====== DATASET EXCERPTS ======

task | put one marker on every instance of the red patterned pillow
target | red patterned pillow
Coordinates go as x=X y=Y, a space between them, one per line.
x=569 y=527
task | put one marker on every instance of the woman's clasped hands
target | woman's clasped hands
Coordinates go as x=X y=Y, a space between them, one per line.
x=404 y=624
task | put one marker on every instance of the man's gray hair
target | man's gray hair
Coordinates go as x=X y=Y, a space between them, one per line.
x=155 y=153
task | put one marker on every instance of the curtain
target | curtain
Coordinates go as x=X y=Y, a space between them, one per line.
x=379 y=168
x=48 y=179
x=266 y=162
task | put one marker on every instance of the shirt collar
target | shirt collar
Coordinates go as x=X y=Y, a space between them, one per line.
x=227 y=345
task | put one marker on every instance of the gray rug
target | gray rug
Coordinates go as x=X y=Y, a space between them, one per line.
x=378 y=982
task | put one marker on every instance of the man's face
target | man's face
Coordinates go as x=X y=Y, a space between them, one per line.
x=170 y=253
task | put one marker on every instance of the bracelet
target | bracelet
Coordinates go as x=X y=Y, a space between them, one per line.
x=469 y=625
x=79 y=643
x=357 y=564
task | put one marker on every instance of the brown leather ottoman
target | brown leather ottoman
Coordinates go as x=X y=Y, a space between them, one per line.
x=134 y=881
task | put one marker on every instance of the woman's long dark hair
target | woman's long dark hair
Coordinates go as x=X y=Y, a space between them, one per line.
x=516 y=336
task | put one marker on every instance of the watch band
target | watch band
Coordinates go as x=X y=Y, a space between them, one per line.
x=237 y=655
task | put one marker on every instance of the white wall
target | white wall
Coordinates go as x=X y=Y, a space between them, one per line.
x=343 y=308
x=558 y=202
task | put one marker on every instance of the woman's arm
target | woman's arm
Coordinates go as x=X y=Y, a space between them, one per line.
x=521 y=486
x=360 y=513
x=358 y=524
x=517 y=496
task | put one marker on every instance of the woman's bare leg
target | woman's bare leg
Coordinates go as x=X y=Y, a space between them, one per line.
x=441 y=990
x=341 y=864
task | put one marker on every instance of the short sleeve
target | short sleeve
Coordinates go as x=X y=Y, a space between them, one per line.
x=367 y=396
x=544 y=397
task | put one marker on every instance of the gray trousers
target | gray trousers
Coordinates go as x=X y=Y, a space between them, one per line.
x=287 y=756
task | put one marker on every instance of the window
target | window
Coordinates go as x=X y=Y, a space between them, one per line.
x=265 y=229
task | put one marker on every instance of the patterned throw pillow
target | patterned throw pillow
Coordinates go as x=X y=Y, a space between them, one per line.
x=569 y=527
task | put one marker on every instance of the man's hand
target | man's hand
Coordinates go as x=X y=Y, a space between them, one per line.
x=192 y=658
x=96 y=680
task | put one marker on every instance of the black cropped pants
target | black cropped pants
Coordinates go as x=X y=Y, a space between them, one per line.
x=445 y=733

======

**WHAT YOU ARE ASKED TO DO**
Scan the data for the string "patterned" and copy each line in which it occurs.

**EXERCISE ANSWER**
task | put one marker on every instance of the red patterned pillow
target | red patterned pillow
task | put one marker on every instance of the patterned throw pillow
target | patterned throw pillow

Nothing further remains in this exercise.